| Task goal |
Leave out the pictures, and reproduce exactly the lines from the line containing "# provide the position of every instance of the man" through the final line of the entries.

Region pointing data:

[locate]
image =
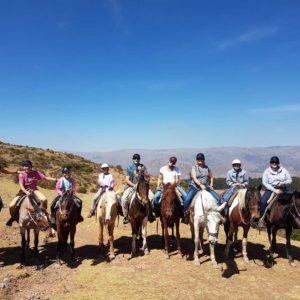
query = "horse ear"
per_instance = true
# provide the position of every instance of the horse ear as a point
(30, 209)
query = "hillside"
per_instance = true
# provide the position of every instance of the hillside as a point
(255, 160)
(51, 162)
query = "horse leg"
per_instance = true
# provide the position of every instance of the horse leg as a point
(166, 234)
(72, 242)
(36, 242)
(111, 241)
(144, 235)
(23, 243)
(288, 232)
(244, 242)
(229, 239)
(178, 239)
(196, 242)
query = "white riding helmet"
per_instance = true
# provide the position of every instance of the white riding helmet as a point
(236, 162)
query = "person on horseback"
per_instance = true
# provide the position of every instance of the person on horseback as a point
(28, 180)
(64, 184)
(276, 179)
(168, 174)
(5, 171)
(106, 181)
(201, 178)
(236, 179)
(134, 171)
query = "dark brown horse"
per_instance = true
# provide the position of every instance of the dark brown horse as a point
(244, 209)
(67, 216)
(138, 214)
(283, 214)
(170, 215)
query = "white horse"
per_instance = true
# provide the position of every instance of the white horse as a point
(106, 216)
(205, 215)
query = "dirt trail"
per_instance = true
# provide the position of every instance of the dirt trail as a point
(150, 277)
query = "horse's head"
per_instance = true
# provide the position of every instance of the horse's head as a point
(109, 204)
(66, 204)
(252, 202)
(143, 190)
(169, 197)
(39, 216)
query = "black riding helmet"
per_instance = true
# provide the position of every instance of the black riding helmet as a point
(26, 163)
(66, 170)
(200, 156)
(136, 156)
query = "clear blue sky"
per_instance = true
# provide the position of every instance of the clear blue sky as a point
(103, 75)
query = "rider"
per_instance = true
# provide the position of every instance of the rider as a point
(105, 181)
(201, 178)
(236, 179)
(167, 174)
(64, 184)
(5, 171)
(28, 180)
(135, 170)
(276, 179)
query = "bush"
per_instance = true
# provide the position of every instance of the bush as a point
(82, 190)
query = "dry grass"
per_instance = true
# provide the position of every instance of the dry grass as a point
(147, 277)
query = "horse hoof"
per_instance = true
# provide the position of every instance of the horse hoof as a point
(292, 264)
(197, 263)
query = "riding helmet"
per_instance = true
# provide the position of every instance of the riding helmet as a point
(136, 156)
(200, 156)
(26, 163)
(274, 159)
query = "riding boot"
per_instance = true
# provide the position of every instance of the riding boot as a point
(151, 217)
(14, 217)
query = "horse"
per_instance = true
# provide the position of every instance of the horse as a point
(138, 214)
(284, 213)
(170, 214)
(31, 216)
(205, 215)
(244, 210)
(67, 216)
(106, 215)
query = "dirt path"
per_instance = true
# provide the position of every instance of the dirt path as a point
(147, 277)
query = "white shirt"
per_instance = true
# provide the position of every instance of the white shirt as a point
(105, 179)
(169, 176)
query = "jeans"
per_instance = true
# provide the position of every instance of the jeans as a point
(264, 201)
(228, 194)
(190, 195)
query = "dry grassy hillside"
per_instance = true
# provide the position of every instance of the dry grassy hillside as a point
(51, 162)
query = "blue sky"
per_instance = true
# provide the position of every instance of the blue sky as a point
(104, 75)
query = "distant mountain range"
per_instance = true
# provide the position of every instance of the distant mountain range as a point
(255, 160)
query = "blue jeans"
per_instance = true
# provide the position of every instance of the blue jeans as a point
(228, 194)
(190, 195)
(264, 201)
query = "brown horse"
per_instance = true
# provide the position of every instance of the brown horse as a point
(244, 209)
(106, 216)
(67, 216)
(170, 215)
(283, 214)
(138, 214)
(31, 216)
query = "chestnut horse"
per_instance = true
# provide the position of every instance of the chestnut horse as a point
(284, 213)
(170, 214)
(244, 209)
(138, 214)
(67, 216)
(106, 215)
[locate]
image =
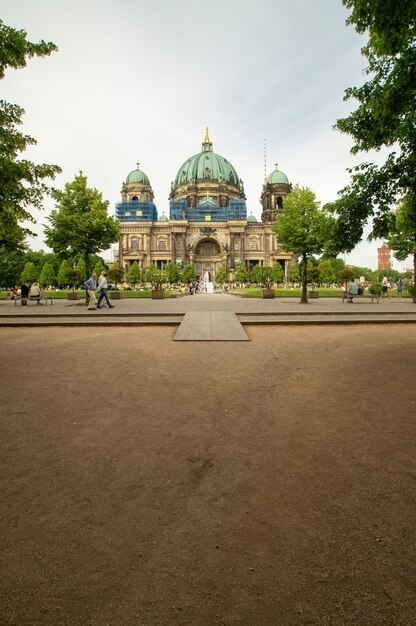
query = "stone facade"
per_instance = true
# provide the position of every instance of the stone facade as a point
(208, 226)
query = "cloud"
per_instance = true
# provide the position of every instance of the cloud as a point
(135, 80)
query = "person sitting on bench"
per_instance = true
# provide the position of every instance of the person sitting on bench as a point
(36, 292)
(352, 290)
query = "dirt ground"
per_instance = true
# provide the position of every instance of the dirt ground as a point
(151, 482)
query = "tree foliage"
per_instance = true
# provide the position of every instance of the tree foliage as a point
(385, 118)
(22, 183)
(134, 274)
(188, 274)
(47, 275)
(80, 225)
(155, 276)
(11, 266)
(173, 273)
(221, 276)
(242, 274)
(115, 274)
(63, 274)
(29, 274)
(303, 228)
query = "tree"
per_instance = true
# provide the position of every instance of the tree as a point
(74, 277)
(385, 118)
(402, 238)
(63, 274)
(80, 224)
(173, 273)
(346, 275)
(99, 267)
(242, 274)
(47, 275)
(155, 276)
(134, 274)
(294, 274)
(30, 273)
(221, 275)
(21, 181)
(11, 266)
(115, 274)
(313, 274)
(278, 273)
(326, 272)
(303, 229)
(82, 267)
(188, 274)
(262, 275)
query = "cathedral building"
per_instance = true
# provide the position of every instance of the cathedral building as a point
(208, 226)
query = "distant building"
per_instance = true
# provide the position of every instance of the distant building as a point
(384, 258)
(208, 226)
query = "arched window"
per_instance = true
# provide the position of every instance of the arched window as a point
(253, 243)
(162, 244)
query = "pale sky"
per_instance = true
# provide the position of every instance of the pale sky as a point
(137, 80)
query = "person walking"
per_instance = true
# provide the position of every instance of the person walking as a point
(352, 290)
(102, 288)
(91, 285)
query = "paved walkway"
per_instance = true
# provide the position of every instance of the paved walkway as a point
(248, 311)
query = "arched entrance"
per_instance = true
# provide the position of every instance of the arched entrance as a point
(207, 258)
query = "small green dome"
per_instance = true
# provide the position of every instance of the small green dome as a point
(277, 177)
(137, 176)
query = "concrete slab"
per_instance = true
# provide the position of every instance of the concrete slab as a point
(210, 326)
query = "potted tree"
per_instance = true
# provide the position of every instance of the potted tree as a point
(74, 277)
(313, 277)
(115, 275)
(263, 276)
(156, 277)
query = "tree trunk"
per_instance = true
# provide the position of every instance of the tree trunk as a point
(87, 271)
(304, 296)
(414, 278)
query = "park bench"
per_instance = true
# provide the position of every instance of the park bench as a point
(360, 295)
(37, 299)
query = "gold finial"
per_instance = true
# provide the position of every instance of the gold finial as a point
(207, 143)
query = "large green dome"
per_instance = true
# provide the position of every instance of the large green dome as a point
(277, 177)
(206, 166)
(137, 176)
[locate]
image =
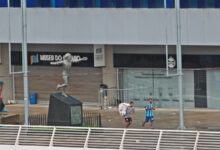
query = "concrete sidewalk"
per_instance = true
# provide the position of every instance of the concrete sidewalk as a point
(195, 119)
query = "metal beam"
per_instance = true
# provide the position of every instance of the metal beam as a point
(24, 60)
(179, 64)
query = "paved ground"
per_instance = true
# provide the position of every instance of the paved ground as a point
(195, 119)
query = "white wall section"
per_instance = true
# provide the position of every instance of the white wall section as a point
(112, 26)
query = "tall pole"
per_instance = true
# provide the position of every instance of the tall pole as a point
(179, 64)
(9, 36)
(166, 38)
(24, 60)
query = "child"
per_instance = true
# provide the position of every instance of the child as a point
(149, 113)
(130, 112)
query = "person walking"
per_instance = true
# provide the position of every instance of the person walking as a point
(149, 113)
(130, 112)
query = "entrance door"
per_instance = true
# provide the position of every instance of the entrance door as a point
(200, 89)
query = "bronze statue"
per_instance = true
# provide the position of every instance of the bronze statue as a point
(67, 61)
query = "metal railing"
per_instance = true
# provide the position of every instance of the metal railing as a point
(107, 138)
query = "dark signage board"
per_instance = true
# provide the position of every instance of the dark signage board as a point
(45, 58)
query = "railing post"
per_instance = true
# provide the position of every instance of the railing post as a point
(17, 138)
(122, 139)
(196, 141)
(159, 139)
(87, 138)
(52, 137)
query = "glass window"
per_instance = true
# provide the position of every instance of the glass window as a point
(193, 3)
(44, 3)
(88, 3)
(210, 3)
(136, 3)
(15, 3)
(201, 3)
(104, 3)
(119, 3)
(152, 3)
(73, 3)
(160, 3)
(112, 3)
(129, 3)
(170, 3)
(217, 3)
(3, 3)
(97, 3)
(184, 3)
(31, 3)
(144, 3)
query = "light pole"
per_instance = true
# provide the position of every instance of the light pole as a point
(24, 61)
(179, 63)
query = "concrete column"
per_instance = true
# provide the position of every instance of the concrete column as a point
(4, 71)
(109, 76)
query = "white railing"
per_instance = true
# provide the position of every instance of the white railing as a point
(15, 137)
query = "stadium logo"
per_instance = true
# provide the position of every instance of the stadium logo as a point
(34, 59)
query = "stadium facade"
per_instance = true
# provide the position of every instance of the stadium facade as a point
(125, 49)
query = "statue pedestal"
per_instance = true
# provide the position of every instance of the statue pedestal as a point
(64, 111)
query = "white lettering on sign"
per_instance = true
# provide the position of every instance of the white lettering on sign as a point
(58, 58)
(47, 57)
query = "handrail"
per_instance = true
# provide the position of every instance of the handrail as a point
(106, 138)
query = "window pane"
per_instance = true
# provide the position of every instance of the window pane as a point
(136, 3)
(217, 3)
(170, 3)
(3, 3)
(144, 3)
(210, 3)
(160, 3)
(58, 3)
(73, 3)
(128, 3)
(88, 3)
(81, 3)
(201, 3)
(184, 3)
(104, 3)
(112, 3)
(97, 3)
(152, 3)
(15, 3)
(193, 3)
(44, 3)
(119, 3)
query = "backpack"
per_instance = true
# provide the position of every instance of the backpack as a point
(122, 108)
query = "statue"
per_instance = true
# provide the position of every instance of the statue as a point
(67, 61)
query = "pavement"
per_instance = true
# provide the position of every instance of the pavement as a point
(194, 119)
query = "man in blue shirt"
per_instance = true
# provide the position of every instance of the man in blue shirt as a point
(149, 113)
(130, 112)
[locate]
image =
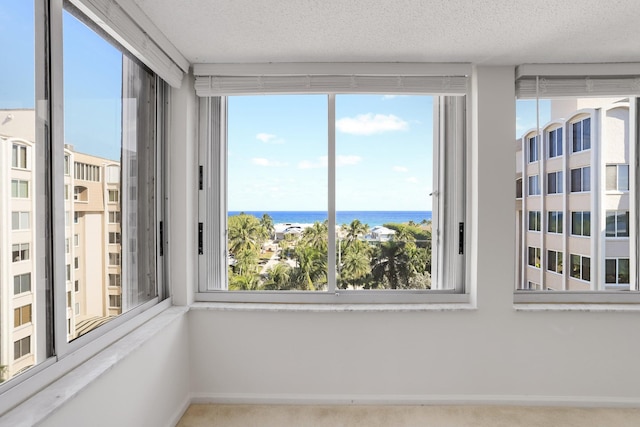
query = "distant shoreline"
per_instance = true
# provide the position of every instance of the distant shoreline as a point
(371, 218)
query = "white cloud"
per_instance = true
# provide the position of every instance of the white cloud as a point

| Exercise answer |
# provide the position of every instance of the man in blue shirt as a point
(149, 113)
(130, 112)
[locate]
image =
query = "distant shoreline"
per_instance = true
# provide the position of every instance of the distant shoreline as a point
(371, 218)
query = "white cloud"
per_instance = true
# provide the position of every instance of the white cloud as a point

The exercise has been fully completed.